# Action item
Take the data below and filter it for lines containing the word "jacket"; show each line found.

# Records for processing
·····

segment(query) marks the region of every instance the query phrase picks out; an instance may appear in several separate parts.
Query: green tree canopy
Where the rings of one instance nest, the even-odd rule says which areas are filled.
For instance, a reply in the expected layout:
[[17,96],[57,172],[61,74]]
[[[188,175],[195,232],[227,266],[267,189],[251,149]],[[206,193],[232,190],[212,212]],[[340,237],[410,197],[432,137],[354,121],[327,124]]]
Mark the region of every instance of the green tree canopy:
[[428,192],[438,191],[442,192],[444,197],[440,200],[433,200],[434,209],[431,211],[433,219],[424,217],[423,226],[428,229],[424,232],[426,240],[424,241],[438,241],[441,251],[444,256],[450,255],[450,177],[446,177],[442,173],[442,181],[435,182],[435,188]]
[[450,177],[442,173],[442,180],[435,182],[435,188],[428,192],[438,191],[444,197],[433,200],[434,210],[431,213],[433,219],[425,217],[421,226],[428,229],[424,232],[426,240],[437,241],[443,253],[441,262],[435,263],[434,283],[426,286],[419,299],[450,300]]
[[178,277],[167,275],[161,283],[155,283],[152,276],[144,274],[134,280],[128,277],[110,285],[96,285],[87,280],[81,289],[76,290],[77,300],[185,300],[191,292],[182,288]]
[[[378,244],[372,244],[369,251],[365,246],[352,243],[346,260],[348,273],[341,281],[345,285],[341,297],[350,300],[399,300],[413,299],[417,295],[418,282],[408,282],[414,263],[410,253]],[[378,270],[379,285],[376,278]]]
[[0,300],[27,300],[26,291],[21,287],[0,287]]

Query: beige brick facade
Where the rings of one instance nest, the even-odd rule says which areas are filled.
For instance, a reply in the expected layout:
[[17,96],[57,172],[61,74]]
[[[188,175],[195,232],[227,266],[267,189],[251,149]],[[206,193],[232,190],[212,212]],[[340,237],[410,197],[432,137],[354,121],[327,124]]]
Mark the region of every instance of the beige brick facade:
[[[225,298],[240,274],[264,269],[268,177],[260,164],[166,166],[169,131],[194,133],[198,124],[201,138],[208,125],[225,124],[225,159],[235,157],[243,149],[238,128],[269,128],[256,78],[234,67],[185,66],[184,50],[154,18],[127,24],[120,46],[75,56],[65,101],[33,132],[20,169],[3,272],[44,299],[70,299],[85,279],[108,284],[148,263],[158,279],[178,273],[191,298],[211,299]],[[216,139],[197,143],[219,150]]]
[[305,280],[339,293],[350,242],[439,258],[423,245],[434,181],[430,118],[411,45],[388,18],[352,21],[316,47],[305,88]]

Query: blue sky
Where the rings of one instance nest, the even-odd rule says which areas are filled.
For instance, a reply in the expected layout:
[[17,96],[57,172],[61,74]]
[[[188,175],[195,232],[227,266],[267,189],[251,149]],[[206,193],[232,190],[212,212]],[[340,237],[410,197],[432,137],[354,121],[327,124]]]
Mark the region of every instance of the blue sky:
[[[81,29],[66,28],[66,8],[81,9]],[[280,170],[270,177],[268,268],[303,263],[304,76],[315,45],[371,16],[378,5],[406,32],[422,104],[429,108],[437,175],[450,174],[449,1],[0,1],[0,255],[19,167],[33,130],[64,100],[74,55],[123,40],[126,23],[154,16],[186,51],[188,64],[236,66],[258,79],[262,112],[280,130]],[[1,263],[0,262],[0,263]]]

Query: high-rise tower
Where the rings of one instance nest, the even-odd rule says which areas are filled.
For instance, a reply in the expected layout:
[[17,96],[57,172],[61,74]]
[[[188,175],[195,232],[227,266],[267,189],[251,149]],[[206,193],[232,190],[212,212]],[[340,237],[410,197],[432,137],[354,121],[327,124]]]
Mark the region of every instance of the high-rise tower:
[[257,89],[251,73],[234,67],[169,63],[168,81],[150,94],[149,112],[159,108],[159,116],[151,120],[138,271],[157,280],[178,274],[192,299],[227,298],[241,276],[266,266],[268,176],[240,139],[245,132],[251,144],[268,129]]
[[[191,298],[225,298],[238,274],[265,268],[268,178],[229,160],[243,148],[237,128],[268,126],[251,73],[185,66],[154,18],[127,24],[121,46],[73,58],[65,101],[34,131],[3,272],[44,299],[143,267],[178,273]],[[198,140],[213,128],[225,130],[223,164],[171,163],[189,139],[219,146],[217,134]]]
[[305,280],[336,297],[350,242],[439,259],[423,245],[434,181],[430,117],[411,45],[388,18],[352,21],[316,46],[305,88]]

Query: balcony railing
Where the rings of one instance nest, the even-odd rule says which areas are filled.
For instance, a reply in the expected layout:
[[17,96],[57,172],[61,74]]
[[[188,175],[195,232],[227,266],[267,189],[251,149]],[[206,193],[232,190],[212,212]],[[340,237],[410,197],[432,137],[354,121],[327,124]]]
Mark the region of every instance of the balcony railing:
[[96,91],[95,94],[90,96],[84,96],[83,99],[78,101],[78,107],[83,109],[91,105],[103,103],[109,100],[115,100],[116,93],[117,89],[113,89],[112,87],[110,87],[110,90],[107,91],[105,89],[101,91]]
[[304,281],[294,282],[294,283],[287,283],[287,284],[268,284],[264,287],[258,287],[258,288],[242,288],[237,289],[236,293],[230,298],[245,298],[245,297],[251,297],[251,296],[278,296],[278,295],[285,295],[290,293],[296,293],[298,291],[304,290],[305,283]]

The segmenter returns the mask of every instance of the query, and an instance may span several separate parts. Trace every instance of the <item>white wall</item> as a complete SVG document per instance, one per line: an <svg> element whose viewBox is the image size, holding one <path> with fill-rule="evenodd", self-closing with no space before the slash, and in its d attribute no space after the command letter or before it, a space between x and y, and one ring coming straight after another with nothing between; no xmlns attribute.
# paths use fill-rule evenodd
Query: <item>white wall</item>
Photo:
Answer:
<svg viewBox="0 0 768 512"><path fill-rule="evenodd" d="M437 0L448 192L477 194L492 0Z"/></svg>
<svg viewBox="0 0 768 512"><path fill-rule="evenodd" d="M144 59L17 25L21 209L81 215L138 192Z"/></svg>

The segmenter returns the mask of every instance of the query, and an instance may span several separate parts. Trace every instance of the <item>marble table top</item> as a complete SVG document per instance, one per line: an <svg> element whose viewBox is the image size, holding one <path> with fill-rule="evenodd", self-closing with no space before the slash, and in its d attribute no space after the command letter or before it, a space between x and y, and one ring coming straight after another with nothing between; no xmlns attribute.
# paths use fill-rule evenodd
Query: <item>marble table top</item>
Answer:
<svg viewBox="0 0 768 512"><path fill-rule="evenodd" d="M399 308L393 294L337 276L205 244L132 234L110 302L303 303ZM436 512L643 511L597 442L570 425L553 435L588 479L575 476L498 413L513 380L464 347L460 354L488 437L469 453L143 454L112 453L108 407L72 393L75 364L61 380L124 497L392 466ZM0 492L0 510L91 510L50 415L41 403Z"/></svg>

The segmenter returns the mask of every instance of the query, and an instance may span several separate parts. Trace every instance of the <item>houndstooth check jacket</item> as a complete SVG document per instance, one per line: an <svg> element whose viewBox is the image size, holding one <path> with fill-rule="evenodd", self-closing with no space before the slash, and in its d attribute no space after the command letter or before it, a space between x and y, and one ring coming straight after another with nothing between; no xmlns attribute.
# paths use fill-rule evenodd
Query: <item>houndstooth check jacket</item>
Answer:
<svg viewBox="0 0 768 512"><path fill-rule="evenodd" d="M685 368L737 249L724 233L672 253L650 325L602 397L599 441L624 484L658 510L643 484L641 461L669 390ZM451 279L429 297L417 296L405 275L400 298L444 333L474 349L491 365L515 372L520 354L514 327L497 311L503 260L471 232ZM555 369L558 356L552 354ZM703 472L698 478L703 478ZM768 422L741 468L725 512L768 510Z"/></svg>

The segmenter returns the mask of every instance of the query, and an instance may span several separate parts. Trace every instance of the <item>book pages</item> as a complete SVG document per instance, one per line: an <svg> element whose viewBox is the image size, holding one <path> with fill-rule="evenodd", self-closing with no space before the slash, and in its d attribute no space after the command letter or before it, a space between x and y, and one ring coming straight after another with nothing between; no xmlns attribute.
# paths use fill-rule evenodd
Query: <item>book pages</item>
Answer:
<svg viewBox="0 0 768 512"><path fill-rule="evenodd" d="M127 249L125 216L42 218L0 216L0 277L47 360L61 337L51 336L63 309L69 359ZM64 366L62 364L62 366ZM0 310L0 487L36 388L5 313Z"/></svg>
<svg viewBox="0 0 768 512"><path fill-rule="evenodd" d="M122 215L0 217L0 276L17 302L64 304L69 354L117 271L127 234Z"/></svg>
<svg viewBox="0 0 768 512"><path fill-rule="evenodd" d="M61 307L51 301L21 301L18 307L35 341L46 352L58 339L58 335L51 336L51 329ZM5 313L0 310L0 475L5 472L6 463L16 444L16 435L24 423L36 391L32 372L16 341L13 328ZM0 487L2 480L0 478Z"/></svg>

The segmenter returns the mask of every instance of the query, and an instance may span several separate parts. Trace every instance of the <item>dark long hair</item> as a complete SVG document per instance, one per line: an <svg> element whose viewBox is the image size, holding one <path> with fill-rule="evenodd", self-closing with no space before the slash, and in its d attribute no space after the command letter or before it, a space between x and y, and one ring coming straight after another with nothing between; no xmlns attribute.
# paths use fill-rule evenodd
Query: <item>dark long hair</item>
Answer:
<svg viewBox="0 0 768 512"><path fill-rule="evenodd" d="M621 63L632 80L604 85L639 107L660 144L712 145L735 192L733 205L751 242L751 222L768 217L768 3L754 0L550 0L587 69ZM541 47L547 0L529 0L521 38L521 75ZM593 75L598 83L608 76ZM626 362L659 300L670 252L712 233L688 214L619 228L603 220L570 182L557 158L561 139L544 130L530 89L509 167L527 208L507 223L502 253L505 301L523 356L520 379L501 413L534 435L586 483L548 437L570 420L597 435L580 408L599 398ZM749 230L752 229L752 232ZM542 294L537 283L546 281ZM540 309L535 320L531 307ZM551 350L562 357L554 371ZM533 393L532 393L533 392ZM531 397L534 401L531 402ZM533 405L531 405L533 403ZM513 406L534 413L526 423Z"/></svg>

·····

# Your response
The segmenter returns the mask of every instance of the query, and an instance may span several separate parts. Trace every instance of the <item>houndstooth check jacket</item> as a complete SVG document per instance, one per line: an <svg> element whose viewBox is the image size, holding one <path> with fill-rule="evenodd", self-closing with no space before the slash, and in its d attribute no space after the command letter or before it, a space between x and y, and one ring coming straight after another with nothing between; no xmlns attribute.
Query: <item>houndstooth check jacket</item>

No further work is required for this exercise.